Given instruction 1: Copy from the passage on the Queen song "Back Chat" the words from "The track was" up to and including "Eileen and 1999.".

### Document passage

"Back Chat", written by the bass guitarist John Deacon, is the track most influenced by funk on the 1982 Queen album Hot Space. The song is a prime example of how Deacon was strongly pulling the band into dance orientated genres such as R&B, disco, and funk. It reached #40 on the UK Singles Chart, #18 in South Africa and a #19 entry in Ireland.

The track was performed on the Hot Space Tour at a faster tempo, with a more rock-oriented arrangement. "Back Chat", the title, is an English idiom referring to "impertinent or impudent replies, especially to a superior". In a Rolling Stone album review, critic John Milward described the musical style of the song as: "a hot rock-funk tune, with guitar tracks as slick as an icy dance floor."

It is thought that the song may have been written by Deacon as a response to the amount of input of guitarist Brain May on most Queen songs, this is potentially evidenced with after the lyric “And you always get your way” is sung the bulk of guitar follows.

In 2022 Far Out magazine named the song as one of the 40 best songs released in 1982 alongside such songs as Come On Eileen and 1999.

######
### Given records

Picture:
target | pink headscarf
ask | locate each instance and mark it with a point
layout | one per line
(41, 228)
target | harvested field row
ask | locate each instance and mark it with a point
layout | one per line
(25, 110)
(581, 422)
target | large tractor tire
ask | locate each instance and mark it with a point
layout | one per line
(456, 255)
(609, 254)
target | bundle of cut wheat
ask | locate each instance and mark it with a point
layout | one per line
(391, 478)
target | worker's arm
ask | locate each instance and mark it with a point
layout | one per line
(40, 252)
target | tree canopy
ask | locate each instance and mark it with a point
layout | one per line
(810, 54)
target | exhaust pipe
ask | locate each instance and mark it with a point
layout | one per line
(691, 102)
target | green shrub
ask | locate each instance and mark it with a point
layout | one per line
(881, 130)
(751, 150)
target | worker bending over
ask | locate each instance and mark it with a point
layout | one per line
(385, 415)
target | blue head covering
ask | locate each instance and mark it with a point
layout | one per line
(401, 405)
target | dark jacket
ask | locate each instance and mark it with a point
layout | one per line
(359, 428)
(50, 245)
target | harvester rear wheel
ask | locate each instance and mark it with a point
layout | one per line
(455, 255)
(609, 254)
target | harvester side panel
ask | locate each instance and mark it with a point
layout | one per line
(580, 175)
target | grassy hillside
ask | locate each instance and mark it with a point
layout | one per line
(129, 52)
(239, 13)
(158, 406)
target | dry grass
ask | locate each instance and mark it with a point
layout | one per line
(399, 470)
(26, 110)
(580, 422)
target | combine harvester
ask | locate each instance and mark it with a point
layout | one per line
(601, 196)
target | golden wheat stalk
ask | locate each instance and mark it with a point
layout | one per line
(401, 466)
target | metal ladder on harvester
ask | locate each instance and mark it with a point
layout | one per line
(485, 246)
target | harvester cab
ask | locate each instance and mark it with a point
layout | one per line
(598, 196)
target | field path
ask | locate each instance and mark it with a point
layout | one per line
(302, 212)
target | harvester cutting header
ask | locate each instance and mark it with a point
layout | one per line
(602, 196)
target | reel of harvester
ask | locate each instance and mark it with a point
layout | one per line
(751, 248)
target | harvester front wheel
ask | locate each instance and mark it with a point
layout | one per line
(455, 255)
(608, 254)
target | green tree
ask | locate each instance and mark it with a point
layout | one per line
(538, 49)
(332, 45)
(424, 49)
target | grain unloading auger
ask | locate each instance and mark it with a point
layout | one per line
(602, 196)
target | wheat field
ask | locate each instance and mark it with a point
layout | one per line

######

Given instruction 2: Rewrite the records from the line with "target | grain unloading auger" up to and including the last line, requests included, shifting every point coordinate by adding 68 to each number.

Full output 1:
The track was performed on the Hot Space Tour at a faster tempo, with a more rock-oriented arrangement. "Back Chat", the title, is an English idiom referring to "impertinent or impudent replies, especially to a superior". In a Rolling Stone album review, critic John Milward described the musical style of the song as: "a hot rock-funk tune, with guitar tracks as slick as an icy dance floor."

It is thought that the song may have been written by Deacon as a response to the amount of input of guitarist Brain May on most Queen songs, this is potentially evidenced with after the lyric “And you always get your way” is sung the bulk of guitar follows.

In 2022 Far Out magazine named the song as one of the 40 best songs released in 1982 alongside such songs as Come On Eileen and 1999.

Full output 2:
target | grain unloading auger
ask | locate each instance and mark it with a point
layout | one per line
(670, 264)
target | wheat field
ask | locate each instance and mark it with a point
layout | one per line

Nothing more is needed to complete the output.